[Image point grounding data]
▶
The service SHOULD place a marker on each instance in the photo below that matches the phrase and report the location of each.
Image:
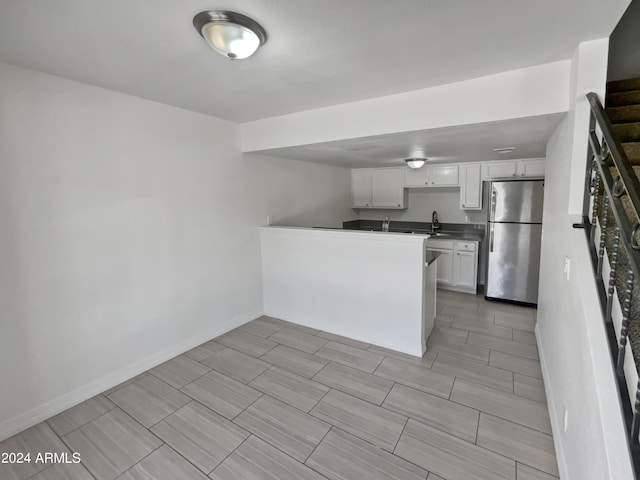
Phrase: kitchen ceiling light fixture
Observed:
(231, 34)
(504, 150)
(415, 163)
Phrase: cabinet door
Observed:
(416, 178)
(506, 169)
(470, 187)
(361, 187)
(387, 187)
(444, 175)
(531, 168)
(444, 266)
(464, 265)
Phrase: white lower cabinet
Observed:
(457, 264)
(445, 266)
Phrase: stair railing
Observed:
(610, 184)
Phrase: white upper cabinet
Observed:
(444, 176)
(378, 188)
(361, 188)
(432, 176)
(507, 169)
(470, 186)
(416, 178)
(523, 168)
(387, 190)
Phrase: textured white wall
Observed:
(363, 285)
(517, 93)
(571, 337)
(128, 233)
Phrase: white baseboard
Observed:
◀
--- EXERCISE GOAL ---
Your task is to write out, exactly, the line that contains "Phrase: textured white wall" and each line after it to the end of the data, with no other lines.

--- ANSWER ---
Phrase: textured white wall
Observed:
(363, 285)
(517, 93)
(571, 337)
(128, 233)
Phrase: white baseboard
Observed:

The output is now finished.